Data for this task:
— begin —

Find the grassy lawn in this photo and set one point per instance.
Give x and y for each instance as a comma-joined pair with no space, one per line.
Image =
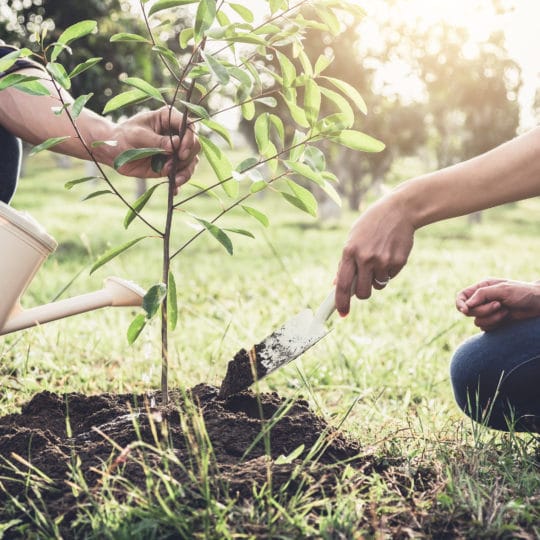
383,370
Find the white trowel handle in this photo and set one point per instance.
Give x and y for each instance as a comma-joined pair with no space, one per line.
329,304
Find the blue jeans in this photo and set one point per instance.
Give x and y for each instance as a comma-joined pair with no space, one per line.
496,377
10,164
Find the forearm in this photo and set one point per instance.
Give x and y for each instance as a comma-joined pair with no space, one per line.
508,173
32,118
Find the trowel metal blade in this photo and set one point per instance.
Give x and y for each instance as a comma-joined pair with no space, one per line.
291,340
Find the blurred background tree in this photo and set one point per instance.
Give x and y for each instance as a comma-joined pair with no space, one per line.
455,96
433,90
113,16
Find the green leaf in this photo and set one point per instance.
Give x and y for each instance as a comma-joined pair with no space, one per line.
126,36
243,11
76,31
114,252
160,5
261,132
329,189
276,5
297,146
247,164
359,141
153,298
79,104
278,126
206,13
350,91
9,60
185,36
87,64
245,37
288,71
124,99
312,101
243,232
26,83
135,328
220,130
217,68
72,183
49,143
301,198
71,33
138,205
197,110
304,170
248,110
134,154
218,234
167,54
95,194
315,158
158,161
258,186
220,164
172,303
297,113
259,216
145,87
59,74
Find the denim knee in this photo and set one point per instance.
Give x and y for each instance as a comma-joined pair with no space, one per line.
495,376
474,386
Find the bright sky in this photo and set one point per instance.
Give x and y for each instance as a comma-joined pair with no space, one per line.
522,29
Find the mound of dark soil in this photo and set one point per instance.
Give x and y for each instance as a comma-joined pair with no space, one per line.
124,435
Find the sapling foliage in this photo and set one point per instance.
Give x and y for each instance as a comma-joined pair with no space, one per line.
216,67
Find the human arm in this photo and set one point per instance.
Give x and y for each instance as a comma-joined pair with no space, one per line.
495,301
381,239
32,119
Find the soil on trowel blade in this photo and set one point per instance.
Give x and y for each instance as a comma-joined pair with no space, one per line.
102,434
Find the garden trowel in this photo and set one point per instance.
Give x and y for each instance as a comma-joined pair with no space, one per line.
282,346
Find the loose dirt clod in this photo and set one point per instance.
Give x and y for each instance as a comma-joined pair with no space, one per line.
242,371
105,432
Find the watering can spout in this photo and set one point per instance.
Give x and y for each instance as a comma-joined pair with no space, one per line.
116,292
24,245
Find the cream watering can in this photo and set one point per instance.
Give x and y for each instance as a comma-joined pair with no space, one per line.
24,245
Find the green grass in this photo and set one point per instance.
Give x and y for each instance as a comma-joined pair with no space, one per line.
390,357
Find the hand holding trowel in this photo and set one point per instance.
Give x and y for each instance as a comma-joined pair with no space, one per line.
288,342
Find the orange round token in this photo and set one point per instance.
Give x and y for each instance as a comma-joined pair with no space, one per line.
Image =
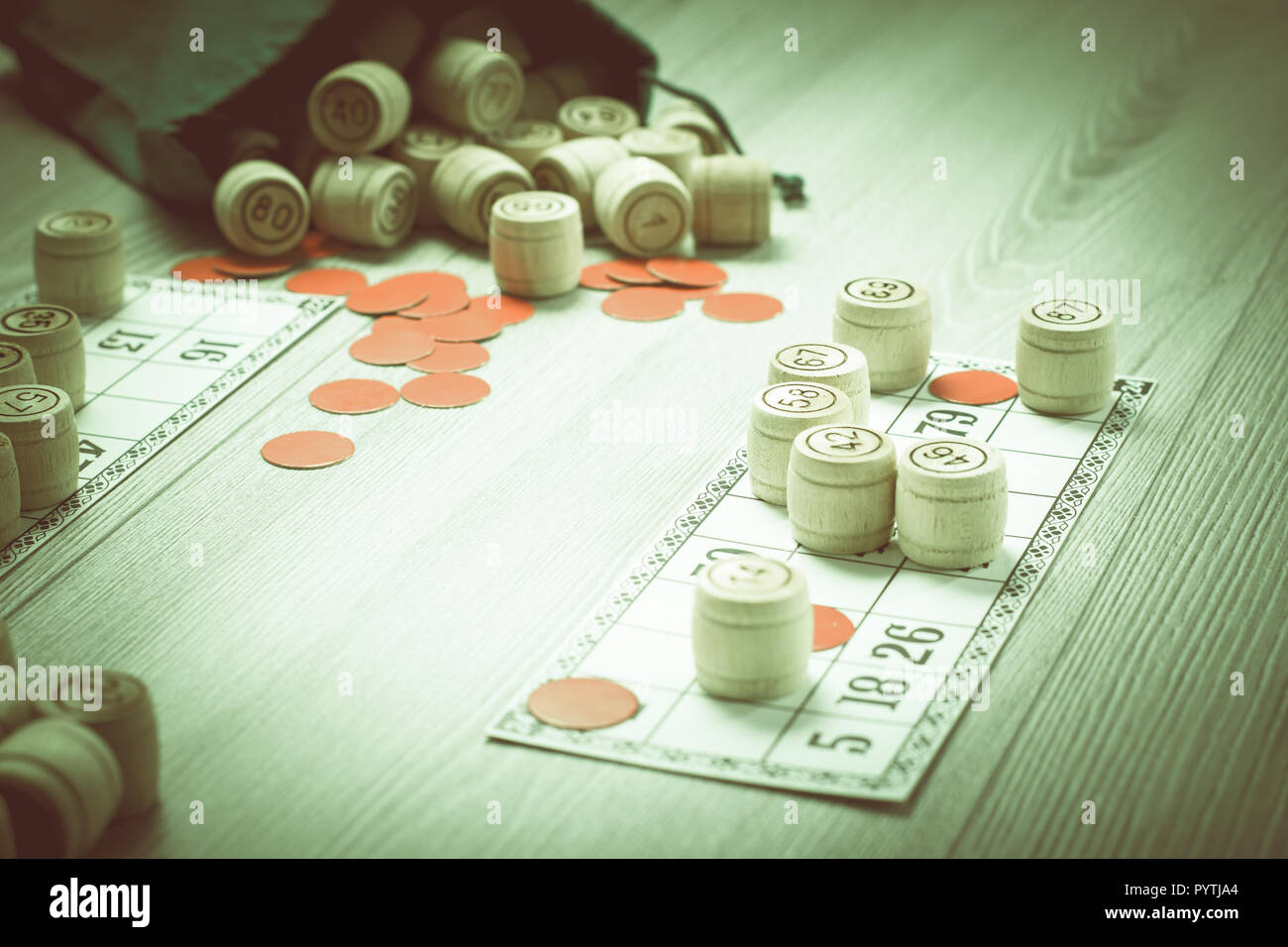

— end —

What the exercise asks: Pull out each line of the listing above that contains the string "green". Case counts.

Written answer:
Find the green leaf in this photo and set one point per instance.
Find the green grass in this photo and set one point per instance.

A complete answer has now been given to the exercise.